*What you are asked to do*: Please give the records below again in full, exactly, with the images left out.

*Natural language region descriptions*:
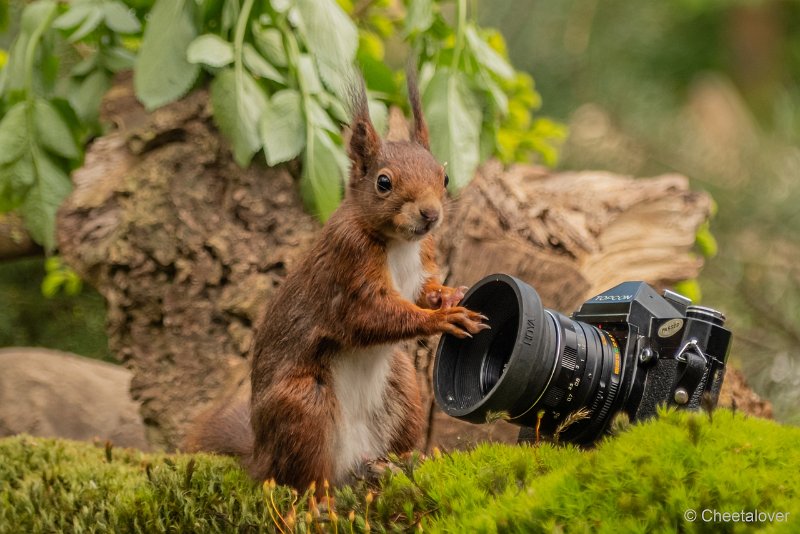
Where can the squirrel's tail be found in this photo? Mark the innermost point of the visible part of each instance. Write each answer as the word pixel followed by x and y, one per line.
pixel 225 427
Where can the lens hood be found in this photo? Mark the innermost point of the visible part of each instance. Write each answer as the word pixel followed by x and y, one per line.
pixel 500 368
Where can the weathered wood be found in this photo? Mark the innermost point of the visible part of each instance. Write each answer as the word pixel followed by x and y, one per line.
pixel 186 247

*Exercise answer*:
Where can the squirrel's tail be found in this photo? Mark the innermost point of the visible part of each instance. Write each answer as the word pixel followed by x and y, one per line.
pixel 225 427
Where can the lens hood be found in this photo? Mark the innermost point of the visible part of each instance. Write each answer as the word pixel followed by x and y, one per line.
pixel 500 368
Where can the weathered wood be found in this photo? Mark the innermost point of the visible part of each instance. Write each answer as the word pixel followed by x and y, one per line.
pixel 186 247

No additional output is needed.